-- Start --

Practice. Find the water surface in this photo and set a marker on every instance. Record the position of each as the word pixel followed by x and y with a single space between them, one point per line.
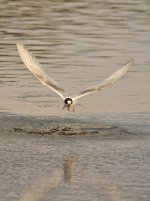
pixel 79 44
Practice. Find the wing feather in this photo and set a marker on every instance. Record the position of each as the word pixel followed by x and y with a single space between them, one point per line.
pixel 35 67
pixel 107 82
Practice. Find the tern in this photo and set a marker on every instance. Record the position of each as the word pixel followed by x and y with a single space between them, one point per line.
pixel 69 101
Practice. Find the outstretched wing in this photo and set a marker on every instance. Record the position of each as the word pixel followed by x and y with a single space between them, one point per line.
pixel 107 82
pixel 35 67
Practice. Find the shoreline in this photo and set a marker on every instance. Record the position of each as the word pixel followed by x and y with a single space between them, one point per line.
pixel 49 126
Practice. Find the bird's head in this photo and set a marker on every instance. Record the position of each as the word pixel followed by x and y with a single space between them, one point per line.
pixel 69 103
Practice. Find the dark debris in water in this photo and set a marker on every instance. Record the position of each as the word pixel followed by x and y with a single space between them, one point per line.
pixel 55 127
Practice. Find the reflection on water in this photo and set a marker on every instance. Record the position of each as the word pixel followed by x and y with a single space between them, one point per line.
pixel 79 43
pixel 104 187
pixel 74 168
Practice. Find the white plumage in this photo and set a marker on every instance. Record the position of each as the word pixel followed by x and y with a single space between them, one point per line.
pixel 69 102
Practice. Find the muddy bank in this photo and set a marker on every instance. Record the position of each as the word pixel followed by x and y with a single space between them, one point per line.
pixel 55 127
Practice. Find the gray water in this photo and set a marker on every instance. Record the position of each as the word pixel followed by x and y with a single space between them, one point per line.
pixel 79 44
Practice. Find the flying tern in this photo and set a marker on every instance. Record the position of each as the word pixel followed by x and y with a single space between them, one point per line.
pixel 69 101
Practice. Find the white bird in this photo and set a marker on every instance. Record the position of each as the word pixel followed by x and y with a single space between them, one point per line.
pixel 69 102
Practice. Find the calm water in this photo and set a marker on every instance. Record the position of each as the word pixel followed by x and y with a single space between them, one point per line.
pixel 79 43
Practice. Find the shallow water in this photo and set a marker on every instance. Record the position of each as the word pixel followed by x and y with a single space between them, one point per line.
pixel 111 165
pixel 79 44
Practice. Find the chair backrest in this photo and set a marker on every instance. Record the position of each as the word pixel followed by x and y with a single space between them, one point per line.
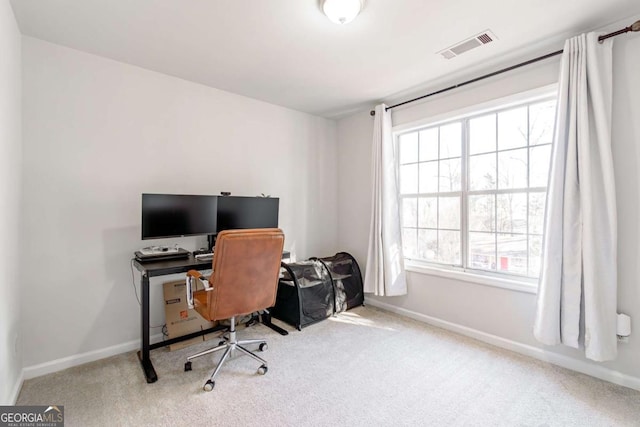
pixel 246 266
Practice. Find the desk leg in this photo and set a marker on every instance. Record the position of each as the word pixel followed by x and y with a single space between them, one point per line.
pixel 143 354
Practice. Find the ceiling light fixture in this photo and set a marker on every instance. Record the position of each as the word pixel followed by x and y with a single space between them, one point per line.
pixel 342 11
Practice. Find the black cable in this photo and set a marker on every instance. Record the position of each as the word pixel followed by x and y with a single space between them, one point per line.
pixel 135 291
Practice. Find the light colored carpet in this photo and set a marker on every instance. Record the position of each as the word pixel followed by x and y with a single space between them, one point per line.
pixel 363 367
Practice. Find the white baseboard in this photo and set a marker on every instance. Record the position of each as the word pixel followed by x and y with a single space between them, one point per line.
pixel 80 359
pixel 584 367
pixel 13 397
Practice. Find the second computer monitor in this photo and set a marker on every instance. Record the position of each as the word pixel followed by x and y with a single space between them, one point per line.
pixel 247 212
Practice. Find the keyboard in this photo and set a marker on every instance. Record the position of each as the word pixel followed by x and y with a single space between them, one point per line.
pixel 205 256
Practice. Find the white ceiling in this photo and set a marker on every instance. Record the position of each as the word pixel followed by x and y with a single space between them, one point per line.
pixel 288 53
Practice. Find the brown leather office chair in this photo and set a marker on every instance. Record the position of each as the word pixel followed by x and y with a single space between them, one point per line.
pixel 246 265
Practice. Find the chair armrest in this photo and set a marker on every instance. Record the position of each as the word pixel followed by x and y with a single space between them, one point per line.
pixel 193 274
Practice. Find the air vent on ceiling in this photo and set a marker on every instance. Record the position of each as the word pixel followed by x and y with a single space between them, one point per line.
pixel 466 45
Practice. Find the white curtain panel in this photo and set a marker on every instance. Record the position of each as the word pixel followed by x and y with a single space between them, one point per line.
pixel 385 274
pixel 579 277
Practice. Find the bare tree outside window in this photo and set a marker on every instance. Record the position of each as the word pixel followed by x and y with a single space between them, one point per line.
pixel 484 176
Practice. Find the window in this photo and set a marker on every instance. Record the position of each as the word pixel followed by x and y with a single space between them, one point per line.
pixel 473 189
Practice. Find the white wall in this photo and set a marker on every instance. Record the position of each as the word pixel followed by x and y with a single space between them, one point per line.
pixel 506 314
pixel 10 164
pixel 97 134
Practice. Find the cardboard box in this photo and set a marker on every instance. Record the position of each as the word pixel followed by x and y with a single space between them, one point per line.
pixel 180 319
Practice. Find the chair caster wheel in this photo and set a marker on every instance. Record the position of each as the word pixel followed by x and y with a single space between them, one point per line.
pixel 208 386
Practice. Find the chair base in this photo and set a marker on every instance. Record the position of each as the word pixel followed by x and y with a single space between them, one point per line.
pixel 230 346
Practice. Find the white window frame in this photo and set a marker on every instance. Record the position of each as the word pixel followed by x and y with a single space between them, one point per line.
pixel 488 278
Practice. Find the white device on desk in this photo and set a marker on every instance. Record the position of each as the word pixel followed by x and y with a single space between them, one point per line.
pixel 203 254
pixel 159 253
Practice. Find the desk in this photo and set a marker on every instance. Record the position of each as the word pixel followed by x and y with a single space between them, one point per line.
pixel 150 269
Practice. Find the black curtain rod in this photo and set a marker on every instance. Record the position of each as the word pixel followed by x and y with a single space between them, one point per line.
pixel 633 27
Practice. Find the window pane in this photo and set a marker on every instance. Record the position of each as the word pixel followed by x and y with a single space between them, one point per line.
pixel 428 244
pixel 512 128
pixel 408 146
pixel 512 212
pixel 409 179
pixel 410 242
pixel 428 177
pixel 450 140
pixel 482 134
pixel 482 172
pixel 429 144
pixel 541 121
pixel 427 212
pixel 512 253
pixel 409 212
pixel 482 213
pixel 536 212
pixel 449 247
pixel 450 177
pixel 449 213
pixel 482 251
pixel 540 161
pixel 535 257
pixel 512 169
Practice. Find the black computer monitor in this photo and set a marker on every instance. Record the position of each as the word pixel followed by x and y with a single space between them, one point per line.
pixel 175 215
pixel 236 212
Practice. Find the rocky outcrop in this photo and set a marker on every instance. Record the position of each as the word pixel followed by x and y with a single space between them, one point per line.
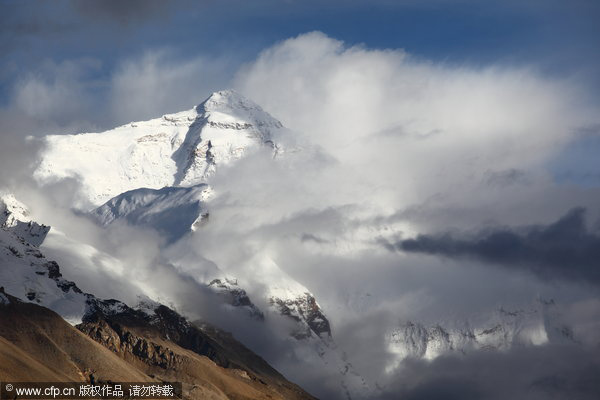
pixel 306 311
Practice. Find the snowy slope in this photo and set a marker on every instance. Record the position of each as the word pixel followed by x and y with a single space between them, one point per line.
pixel 28 275
pixel 500 330
pixel 14 217
pixel 181 149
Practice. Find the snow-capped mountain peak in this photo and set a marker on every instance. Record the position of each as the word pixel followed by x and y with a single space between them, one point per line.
pixel 180 149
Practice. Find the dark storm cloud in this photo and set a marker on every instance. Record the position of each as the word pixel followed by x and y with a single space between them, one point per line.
pixel 545 372
pixel 563 249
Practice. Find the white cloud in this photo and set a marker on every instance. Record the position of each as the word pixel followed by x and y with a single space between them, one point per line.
pixel 158 82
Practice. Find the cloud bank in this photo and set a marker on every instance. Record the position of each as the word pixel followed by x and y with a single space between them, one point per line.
pixel 392 147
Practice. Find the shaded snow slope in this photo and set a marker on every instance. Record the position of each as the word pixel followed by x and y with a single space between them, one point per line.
pixel 172 211
pixel 14 216
pixel 181 149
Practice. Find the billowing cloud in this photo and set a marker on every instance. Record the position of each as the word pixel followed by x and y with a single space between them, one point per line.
pixel 565 249
pixel 547 372
pixel 159 82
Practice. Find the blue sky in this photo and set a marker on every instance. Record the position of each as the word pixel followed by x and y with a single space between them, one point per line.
pixel 558 39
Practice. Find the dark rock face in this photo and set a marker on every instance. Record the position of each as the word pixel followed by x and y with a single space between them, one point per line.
pixel 234 295
pixel 306 311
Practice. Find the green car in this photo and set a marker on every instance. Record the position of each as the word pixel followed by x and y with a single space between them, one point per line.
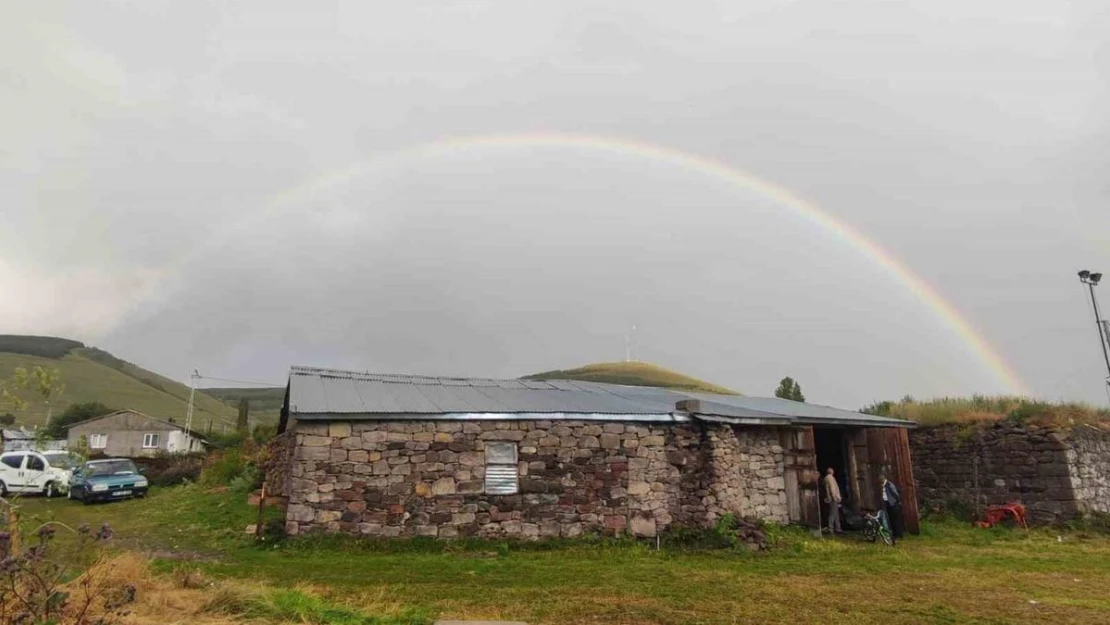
pixel 107 480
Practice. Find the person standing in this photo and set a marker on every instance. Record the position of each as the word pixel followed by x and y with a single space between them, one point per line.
pixel 833 499
pixel 891 507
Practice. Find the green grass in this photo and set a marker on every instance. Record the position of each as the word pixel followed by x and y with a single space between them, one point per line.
pixel 120 386
pixel 633 374
pixel 952 573
pixel 981 409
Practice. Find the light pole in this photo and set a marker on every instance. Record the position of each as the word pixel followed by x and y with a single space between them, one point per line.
pixel 1091 280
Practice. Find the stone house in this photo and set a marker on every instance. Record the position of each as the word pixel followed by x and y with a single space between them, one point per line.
pixel 1058 473
pixel 130 433
pixel 402 455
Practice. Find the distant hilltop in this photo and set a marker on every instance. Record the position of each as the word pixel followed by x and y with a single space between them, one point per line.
pixel 90 374
pixel 633 374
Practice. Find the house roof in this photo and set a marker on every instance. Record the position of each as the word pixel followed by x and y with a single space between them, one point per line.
pixel 333 394
pixel 171 424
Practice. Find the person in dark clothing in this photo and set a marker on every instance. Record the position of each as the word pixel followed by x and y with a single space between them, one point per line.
pixel 891 507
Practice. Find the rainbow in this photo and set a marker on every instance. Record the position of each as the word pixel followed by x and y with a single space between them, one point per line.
pixel 921 290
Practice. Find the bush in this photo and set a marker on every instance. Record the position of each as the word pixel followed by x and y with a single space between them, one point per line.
pixel 43 583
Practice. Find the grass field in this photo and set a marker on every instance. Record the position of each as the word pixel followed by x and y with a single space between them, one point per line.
pixel 984 409
pixel 634 374
pixel 122 386
pixel 950 574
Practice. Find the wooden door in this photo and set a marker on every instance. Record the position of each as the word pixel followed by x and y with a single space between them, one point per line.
pixel 803 496
pixel 888 451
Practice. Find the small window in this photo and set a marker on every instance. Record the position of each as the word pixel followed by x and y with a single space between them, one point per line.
pixel 14 461
pixel 501 470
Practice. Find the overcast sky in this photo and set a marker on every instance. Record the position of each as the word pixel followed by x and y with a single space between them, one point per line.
pixel 148 151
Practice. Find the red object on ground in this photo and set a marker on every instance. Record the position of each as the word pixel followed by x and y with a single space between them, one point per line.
pixel 997 514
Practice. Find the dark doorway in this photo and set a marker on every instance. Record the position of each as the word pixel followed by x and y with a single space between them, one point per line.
pixel 830 449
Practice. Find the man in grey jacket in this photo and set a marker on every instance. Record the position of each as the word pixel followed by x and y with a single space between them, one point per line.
pixel 833 499
pixel 891 507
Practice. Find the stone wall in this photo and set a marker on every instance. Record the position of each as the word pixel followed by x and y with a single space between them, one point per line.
pixel 426 479
pixel 1089 459
pixel 1057 474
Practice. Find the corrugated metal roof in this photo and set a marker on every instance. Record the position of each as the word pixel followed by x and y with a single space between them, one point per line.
pixel 328 393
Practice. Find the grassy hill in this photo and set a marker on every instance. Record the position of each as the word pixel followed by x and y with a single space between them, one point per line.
pixel 93 375
pixel 982 410
pixel 265 402
pixel 633 374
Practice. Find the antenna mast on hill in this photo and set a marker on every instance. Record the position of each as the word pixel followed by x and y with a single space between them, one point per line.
pixel 628 338
pixel 189 411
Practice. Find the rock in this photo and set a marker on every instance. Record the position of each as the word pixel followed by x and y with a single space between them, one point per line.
pixel 444 486
pixel 611 442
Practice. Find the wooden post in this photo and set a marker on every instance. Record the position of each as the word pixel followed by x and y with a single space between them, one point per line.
pixel 13 530
pixel 262 503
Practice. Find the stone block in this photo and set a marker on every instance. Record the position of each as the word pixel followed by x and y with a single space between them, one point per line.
pixel 642 526
pixel 609 441
pixel 313 453
pixel 328 516
pixel 372 439
pixel 444 486
pixel 300 513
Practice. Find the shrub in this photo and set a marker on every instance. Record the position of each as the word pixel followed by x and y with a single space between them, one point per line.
pixel 982 409
pixel 32 582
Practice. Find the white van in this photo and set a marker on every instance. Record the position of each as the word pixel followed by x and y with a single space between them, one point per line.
pixel 36 472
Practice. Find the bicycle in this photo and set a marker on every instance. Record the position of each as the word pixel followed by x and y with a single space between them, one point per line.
pixel 874 530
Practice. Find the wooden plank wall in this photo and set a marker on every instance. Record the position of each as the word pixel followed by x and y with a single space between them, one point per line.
pixel 888 453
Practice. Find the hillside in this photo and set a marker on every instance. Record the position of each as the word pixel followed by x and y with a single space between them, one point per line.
pixel 979 410
pixel 633 374
pixel 93 375
pixel 265 402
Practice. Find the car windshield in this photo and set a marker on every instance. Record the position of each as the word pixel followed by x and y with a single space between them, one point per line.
pixel 62 461
pixel 110 467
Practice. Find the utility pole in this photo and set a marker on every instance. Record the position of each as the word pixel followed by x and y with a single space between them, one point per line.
pixel 1091 280
pixel 192 392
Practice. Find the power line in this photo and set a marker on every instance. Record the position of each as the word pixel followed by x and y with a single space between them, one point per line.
pixel 239 381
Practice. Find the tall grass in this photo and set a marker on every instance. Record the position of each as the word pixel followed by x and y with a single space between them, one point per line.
pixel 984 409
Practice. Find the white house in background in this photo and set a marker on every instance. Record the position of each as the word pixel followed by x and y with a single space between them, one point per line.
pixel 130 433
pixel 21 440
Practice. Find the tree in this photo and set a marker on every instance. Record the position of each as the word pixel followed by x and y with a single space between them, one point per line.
pixel 789 390
pixel 41 383
pixel 244 409
pixel 77 413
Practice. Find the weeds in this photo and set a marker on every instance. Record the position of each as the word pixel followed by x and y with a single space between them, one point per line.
pixel 299 606
pixel 33 586
pixel 982 409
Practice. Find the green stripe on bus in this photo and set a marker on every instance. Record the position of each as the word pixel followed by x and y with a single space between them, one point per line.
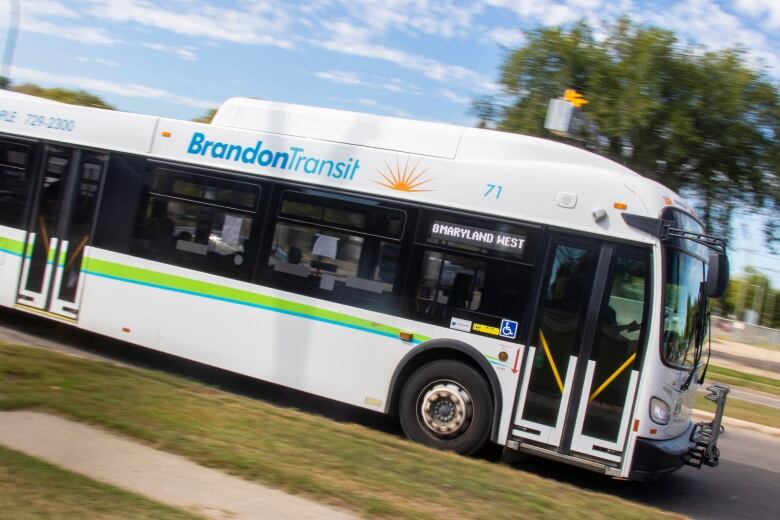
pixel 9 245
pixel 180 283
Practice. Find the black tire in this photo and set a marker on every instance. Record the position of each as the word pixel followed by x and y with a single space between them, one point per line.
pixel 447 375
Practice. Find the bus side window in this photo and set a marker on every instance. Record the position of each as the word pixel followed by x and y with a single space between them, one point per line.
pixel 16 161
pixel 470 287
pixel 319 249
pixel 125 193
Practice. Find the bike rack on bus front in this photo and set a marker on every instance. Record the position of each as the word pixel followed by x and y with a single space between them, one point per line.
pixel 705 435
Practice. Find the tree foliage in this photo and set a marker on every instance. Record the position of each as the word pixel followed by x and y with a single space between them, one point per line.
pixel 63 95
pixel 704 123
pixel 751 290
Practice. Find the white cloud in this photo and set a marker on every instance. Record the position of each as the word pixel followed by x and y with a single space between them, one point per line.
pixel 768 11
pixel 454 97
pixel 132 90
pixel 376 106
pixel 340 76
pixel 81 34
pixel 348 39
pixel 506 37
pixel 444 18
pixel 261 23
pixel 706 23
pixel 99 61
pixel 48 8
pixel 185 52
pixel 542 11
pixel 344 77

-- End --

**Work to do**:
Print everything in the data above from the line containing "Practice. Find the bicycle" down to the line containing "pixel 192 392", including both of those lines and changing nothing.

**Written response**:
Practice. Find the bicycle in this photo and set a marker on every instance. Record the position of each as the word pixel followed by x and y with a single space between them, one point per line.
pixel 874 530
Practice. Find the wooden plank wall in this photo and set a marker on every instance. Record the position of each as the word pixel followed by x and y with a single space between them, one point per line.
pixel 888 453
Practice. Find the hillside in this photo and set a marker on every instance. Record the position of each as the word pixel followed by x and y with a single space between them, one point per line.
pixel 979 410
pixel 633 374
pixel 93 375
pixel 265 402
Practice. Find the car windshield in this photo and set a marker on every instance. Record the position of each as the word pixel followed by x and y with a single space between them, one point per line.
pixel 62 461
pixel 110 467
Practice. Find the utility pole in this photo and set a marker on every instance. Record the position of each as the word pixel followed by x and y with a single space between them, one point per line.
pixel 1091 280
pixel 192 392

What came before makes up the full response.